FRAGMENTO DADO —

----------------

El proceso de creación—comunicación—recepción de la literatura como arte, ha sido puesto patas arriba por las gerencias de ventas de la industria del libro, que le imponen —y obligan a operar con— la misma clasificación de mercancía que a cualquier producto, y publicitan un discurso cuyos indicadores y enfoques son ajenos a la naturaleza misma del hecho literario.

En cualquier caso está claro que la meta del arte a menos, obviamente, que esté dirigido al “consumidor”, a modo de mercancía es explicar al propio artista y a aquellos que están a su alrededor para qué vive el hombre, cuál es el significado de su existencia. Explicar a las gentes la razón de su presencia en este planeta; o si no explicarla, proponer al menos la pregunta.

Aquí se formula —otra vez y con insistencia— la interrogante sobre la naturaleza del arte, el sentido de su existencia, y los peligros que lo acechan desde los centros de poder económico, político, militar, religioso, legal... En términos de literatura, mercado y legitimación cultural, la obviedad, subrayada por Tarkovsky, es que un arte dirigido al “consumidor”, a modo de mercancía, no es un arte legítimo.

----------------

MATERIAL A PROCESAR —
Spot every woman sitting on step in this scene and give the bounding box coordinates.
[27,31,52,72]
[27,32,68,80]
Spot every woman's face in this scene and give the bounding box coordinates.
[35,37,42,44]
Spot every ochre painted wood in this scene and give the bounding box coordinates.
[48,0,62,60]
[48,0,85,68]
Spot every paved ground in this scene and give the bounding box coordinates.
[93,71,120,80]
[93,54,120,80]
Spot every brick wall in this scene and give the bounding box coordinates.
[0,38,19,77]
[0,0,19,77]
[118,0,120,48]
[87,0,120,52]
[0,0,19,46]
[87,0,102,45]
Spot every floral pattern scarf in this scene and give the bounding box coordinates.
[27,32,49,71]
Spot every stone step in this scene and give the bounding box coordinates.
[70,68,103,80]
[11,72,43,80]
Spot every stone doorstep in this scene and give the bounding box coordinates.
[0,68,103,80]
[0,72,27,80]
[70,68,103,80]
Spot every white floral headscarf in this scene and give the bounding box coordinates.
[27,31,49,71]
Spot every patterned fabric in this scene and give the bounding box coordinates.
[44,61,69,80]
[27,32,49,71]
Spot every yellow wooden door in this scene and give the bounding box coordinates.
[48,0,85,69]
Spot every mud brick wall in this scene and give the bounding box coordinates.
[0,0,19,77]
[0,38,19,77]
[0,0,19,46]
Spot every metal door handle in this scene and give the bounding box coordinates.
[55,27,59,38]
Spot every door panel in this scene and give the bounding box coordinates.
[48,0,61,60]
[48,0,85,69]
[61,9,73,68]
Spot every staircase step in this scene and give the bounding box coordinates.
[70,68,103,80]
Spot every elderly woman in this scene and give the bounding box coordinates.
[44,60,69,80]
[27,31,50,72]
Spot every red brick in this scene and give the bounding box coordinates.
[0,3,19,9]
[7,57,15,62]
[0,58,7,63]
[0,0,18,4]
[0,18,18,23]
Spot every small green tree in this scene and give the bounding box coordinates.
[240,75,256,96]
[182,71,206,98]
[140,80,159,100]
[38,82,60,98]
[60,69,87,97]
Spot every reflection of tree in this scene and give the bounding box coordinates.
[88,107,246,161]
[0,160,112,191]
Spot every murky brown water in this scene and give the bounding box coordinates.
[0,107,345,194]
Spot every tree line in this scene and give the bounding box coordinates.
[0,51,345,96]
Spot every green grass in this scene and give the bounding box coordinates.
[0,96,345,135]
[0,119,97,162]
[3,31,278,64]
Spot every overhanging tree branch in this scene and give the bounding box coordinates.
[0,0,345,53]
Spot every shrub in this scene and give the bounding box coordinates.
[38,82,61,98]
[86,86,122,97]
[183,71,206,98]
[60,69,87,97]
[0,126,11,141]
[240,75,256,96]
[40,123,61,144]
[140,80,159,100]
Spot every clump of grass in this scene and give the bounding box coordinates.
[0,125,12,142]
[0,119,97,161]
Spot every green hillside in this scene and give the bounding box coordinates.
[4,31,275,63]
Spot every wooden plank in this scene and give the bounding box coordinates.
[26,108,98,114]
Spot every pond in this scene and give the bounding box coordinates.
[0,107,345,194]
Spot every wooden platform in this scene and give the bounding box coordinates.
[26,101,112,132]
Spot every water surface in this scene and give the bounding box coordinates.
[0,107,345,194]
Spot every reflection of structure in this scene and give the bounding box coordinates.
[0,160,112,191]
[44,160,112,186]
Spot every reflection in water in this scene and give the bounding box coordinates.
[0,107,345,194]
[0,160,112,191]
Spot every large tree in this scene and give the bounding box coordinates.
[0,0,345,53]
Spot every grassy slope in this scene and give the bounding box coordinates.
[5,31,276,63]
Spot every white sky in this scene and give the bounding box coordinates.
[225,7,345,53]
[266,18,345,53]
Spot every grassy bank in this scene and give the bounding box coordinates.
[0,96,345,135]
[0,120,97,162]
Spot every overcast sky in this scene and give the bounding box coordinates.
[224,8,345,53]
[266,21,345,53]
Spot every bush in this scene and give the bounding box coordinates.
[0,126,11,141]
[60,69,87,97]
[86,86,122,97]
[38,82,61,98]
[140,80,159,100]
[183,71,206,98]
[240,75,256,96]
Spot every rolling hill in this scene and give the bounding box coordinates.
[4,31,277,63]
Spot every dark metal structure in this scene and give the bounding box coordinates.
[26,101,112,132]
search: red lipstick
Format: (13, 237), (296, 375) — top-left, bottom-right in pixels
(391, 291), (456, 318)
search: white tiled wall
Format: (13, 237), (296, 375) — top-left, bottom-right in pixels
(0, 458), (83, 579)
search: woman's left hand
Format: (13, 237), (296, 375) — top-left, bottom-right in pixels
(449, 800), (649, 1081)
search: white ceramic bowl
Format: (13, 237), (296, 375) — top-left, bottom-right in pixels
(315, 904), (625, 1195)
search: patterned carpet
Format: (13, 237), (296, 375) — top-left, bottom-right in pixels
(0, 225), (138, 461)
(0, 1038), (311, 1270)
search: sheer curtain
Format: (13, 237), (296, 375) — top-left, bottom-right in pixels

----------------

TAREAS —
[1] Responde a partir del fragmento:
(a) ¿Quiénes han puesto patas arriba el proceso de creación—comunicación—recepción de la literatura como arte?
(b) Si el arte no explica a las gentes la razón de su presencia en este planeta, ¿qué debe hacer al menos?
(c) ¿Quién subraya la obviedad de que un arte dirigido al "consumidor" no es un arte legítimo?
[2] Por favor, presenta como tabla Markdown, con las columnas «Número» y «Línea», las filas del material a procesar, empezando por la que contiene "Spot every large" y siguiendo hasta la que contiene "(0, 1038), (311, 1270)", ambas incluidas. Omite las líneas en blanco.

RESPUESTAS —
[1]
(a) Las gerencias de ventas de la industria del libro.
(b) Proponer al menos la pregunta.
(c) Tarkovsky.

[2]
| Número | Línea |
|---|---|
| 1 | Spot every large tree in this scene and give the bounding box coordinates. |
| 2 | [0,0,345,53] |
| 3 | Spot every grassy slope in this scene and give the bounding box coordinates. |
| 4 | [5,31,276,63] |
| 5 | Spot every white sky in this scene and give the bounding box coordinates. |
| 6 | [225,7,345,53] |
| 7 | [266,18,345,53] |
| 8 | Spot every grassy bank in this scene and give the bounding box coordinates. |
| 9 | [0,96,345,135] |
| 10 | [0,120,97,162] |
| 11 | Spot every overcast sky in this scene and give the bounding box coordinates. |
| 12 | [224,8,345,53] |
| 13 | [266,21,345,53] |
| 14 | Spot every bush in this scene and give the bounding box coordinates. |
| 15 | [0,126,11,141] |
| 16 | [60,69,87,97] |
| 17 | [86,86,122,97] |
| 18 | [38,82,61,98] |
| 19 | [140,80,159,100] |
| 20 | [183,71,206,98] |
| 21 | [240,75,256,96] |
| 22 | Spot every rolling hill in this scene and give the bounding box coordinates. |
| 23 | [4,31,277,63] |
| 24 | Spot every dark metal structure in this scene and give the bounding box coordinates. |
| 25 | [26,101,112,132] |
| 26 | search: red lipstick |
| 27 | Format: (13, 237), (296, 375) — top-left, bottom-right in pixels |
| 28 | (391, 291), (456, 318) |
| 29 | search: white tiled wall |
| 30 | Format: (13, 237), (296, 375) — top-left, bottom-right in pixels |
| 31 | (0, 458), (83, 579) |
| 32 | search: woman's left hand |
| 33 | Format: (13, 237), (296, 375) — top-left, bottom-right in pixels |
| 34 | (449, 800), (649, 1081) |
| 35 | search: white ceramic bowl |
| 36 | Format: (13, 237), (296, 375) — top-left, bottom-right in pixels |
| 37 | (315, 904), (625, 1195) |
| 38 | search: patterned carpet |
| 39 | Format: (13, 237), (296, 375) — top-left, bottom-right in pixels |
| 40 | (0, 225), (138, 461) |
| 41 | (0, 1038), (311, 1270) |